◆ EXERCISE PROMPT
Copy out all of the records below, swapping every "Target" for "Label" and changing nothing else. Omit the pictures from your copy.

◆ TASK DATA
--- begin ---
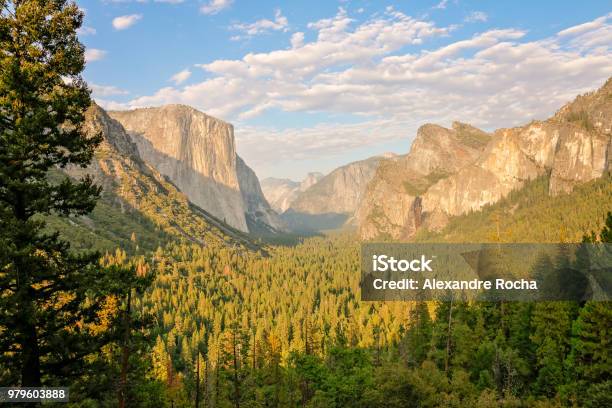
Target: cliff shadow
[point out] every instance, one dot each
(305, 223)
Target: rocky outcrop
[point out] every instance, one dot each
(259, 215)
(453, 171)
(392, 206)
(339, 192)
(133, 188)
(195, 151)
(281, 193)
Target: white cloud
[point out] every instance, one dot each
(215, 6)
(85, 30)
(297, 39)
(181, 77)
(123, 22)
(371, 72)
(475, 16)
(94, 54)
(106, 90)
(442, 5)
(262, 26)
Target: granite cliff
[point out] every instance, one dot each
(339, 192)
(281, 193)
(453, 171)
(198, 154)
(137, 199)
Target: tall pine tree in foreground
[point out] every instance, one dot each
(48, 295)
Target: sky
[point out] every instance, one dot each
(313, 85)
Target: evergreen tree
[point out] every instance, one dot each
(47, 294)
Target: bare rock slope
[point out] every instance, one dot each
(198, 154)
(453, 171)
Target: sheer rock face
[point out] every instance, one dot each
(195, 151)
(339, 192)
(132, 185)
(259, 214)
(453, 171)
(198, 154)
(392, 206)
(281, 193)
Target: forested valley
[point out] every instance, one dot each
(231, 328)
(134, 297)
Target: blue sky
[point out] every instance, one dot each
(311, 85)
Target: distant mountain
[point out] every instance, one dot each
(139, 206)
(339, 192)
(281, 193)
(197, 153)
(449, 172)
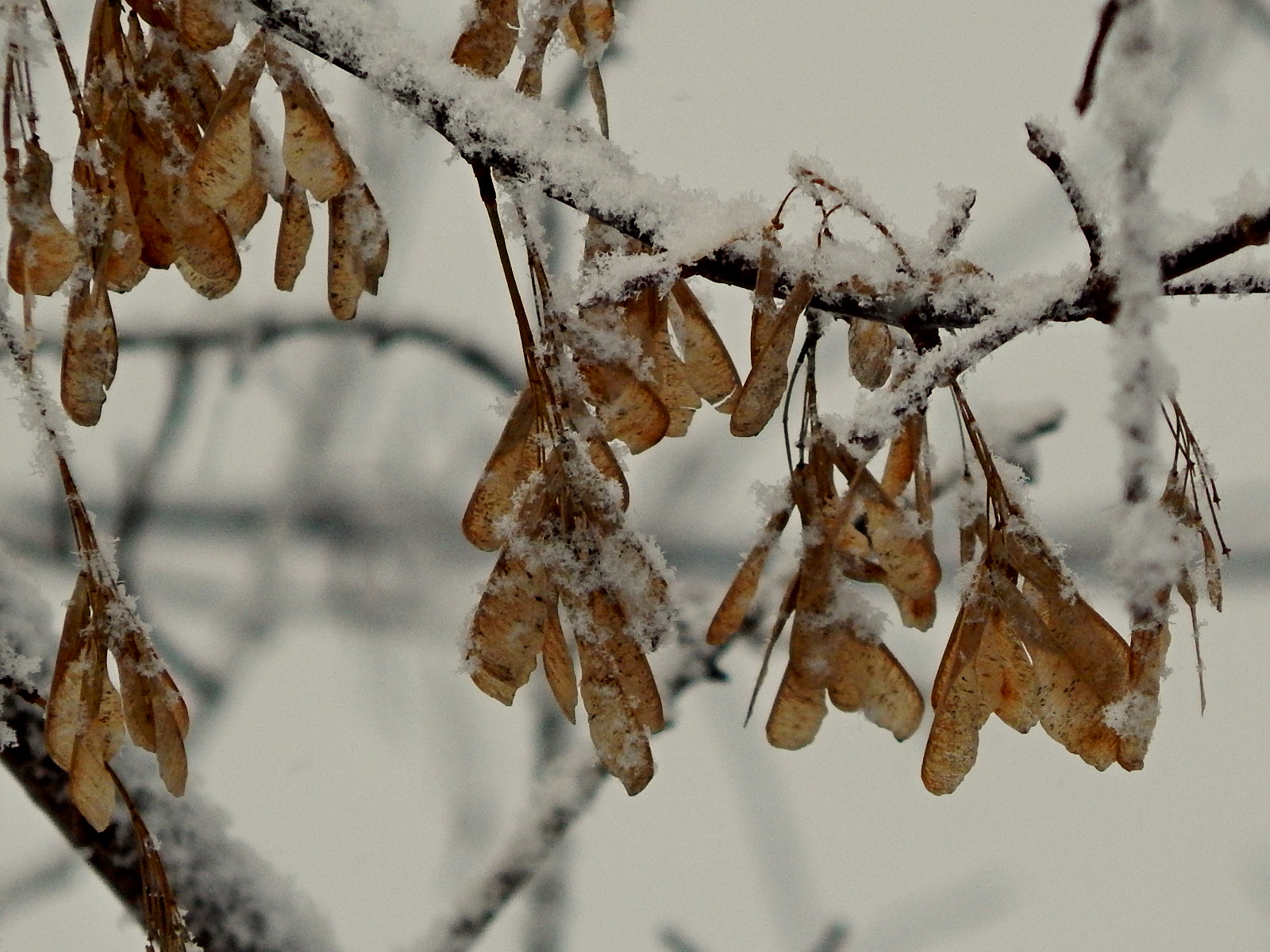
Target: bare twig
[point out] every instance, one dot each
(1041, 144)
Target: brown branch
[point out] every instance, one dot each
(229, 904)
(1041, 144)
(1085, 95)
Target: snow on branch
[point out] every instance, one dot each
(698, 232)
(568, 786)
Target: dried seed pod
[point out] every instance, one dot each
(311, 152)
(225, 159)
(203, 25)
(295, 235)
(870, 349)
(516, 456)
(629, 408)
(124, 268)
(620, 739)
(768, 376)
(745, 585)
(83, 720)
(588, 29)
(507, 630)
(90, 352)
(868, 678)
(156, 712)
(558, 663)
(487, 44)
(706, 361)
(42, 251)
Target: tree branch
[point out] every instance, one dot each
(565, 791)
(233, 901)
(700, 232)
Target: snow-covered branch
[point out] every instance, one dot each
(565, 791)
(698, 232)
(233, 901)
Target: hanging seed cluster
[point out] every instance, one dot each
(175, 171)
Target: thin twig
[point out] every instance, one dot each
(1041, 144)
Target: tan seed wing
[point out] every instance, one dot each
(507, 628)
(488, 42)
(205, 25)
(622, 744)
(558, 663)
(295, 235)
(311, 152)
(590, 19)
(628, 406)
(768, 376)
(870, 679)
(225, 159)
(207, 258)
(952, 744)
(90, 352)
(629, 663)
(514, 459)
(706, 361)
(1149, 647)
(870, 348)
(42, 251)
(798, 711)
(745, 585)
(1006, 678)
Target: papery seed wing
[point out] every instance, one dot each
--- end ---
◆ RESPONSE TO THIS TASK
Label: cliff shadow
[point out] every instance, one dot each
(305, 223)
Label: rocky outcrop
[point out] every instance, one dot each
(259, 215)
(453, 171)
(392, 206)
(339, 192)
(133, 188)
(195, 151)
(281, 193)
Label: white cloud
[point out] every instance, one dot each
(215, 6)
(85, 30)
(297, 39)
(181, 77)
(123, 22)
(371, 72)
(475, 16)
(94, 54)
(106, 90)
(442, 5)
(262, 26)
Label: granite cliff
[point out] every instance, one dot each
(339, 192)
(281, 193)
(453, 171)
(198, 154)
(137, 199)
Label: tall pine tree in foreground
[point out] every instance, one dot each
(48, 295)
Label: sky
[point out] every instance, one dot each
(313, 85)
Label: evergreen tree
[point out] every instance, one dot each
(47, 294)
Label: bare rock slope
[point out] every instance, one dot each
(198, 154)
(453, 171)
Label: sheer rock face
[point out] every instance, one dot each
(195, 151)
(339, 192)
(132, 185)
(259, 214)
(453, 171)
(198, 154)
(392, 206)
(281, 193)
Label: forested valley
[point out] every instance, one dot each
(231, 328)
(134, 297)
Label: blue sky
[point out] every instance, one dot each
(311, 85)
Label: distant mountain
[point out] every instance, one dot each
(139, 206)
(339, 192)
(281, 193)
(197, 153)
(449, 172)
Label: bare twig
[point out] every instance, one dot each
(1041, 144)
Label: brown branch
[point out] every instance, one dot each
(229, 904)
(1041, 144)
(1085, 95)
Label: snow on branch
[point out] every instance, one dot each
(698, 232)
(568, 786)
Label: dried seed pod
[point out] every instance, one dot each
(311, 152)
(225, 159)
(203, 25)
(295, 235)
(870, 349)
(516, 456)
(629, 408)
(124, 268)
(620, 739)
(768, 376)
(745, 585)
(83, 720)
(588, 29)
(507, 630)
(90, 352)
(868, 678)
(156, 712)
(558, 663)
(487, 44)
(706, 361)
(42, 251)
Label: tree branch
[point out] every instance, one dot each
(565, 791)
(233, 901)
(700, 232)
Label: snow-covered branch
[point out] every instance, one dot each
(565, 791)
(698, 232)
(233, 901)
Label: hanging seed cluster
[point out] every instance, one dot each
(175, 171)
Label: thin twig
[point out] every instance, one dot each
(1041, 144)
Label: tan seed wing
[point out] every instance, one dot each
(507, 628)
(488, 42)
(205, 25)
(622, 744)
(558, 663)
(295, 235)
(311, 152)
(590, 19)
(628, 406)
(768, 376)
(870, 679)
(225, 159)
(207, 258)
(952, 744)
(90, 352)
(629, 663)
(514, 459)
(706, 361)
(1149, 647)
(870, 348)
(42, 251)
(798, 711)
(745, 585)
(1006, 678)
Label: papery seed wing
[point out] every instance, one dot each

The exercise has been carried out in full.